'''

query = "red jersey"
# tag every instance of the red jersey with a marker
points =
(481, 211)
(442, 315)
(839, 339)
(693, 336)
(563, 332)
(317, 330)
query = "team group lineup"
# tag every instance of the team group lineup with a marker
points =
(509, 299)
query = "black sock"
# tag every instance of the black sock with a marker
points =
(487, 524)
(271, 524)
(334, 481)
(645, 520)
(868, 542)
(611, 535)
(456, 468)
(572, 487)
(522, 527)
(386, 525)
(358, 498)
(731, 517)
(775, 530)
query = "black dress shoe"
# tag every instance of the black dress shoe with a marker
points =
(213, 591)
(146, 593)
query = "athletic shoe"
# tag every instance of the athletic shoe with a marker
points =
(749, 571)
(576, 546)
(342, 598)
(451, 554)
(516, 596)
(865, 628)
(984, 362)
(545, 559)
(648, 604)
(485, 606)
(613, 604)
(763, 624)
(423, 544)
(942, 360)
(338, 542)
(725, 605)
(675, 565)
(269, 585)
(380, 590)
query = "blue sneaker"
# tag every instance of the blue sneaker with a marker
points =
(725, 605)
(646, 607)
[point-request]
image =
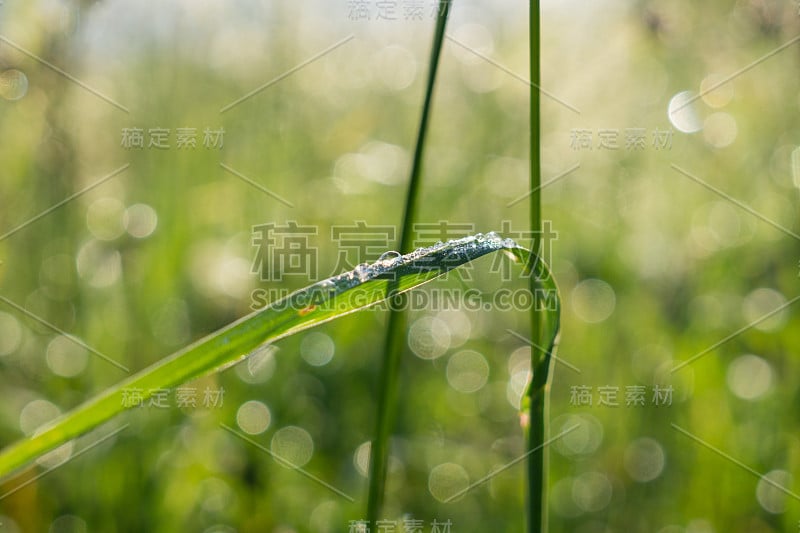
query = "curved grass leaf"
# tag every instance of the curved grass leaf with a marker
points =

'''

*PROBLEM TO SOLVE:* Please revise all of the records above so that every "marker" becomes "dot", with everything else left unchanged. Leave the pictures out of your answer.

*THE SOLUTION:*
query = "red jersey"
# tag every instance of the red jersey with a dot
points =
(481, 211)
(442, 315)
(839, 339)
(693, 336)
(563, 332)
(317, 330)
query = "team group lineup"
# tag every instance of the team group lineup with a dot
points =
(509, 299)
query = "black sock"
# tag every instance of the black sock with a dot
points =
(487, 524)
(271, 524)
(334, 481)
(645, 520)
(868, 542)
(611, 535)
(456, 468)
(572, 487)
(522, 527)
(386, 525)
(358, 498)
(731, 517)
(775, 530)
query = "black dress shoe"
# tag every instance of the black dress shoe with a dot
points =
(213, 591)
(146, 593)
query = "athletic shoe"
# tag every instance of the athletic shoe with a dot
points =
(749, 571)
(576, 546)
(342, 598)
(451, 554)
(516, 596)
(865, 628)
(984, 362)
(545, 559)
(648, 604)
(485, 606)
(613, 604)
(763, 624)
(423, 544)
(942, 360)
(338, 542)
(725, 605)
(675, 565)
(269, 585)
(380, 590)
query = "blue sneaker"
# tag every instance of the blue sneaker with a dot
points =
(725, 605)
(646, 607)
[point-request]
image =
query = "curved grass leaf"
# tag every instance of the curved grass leaf with a dot
points =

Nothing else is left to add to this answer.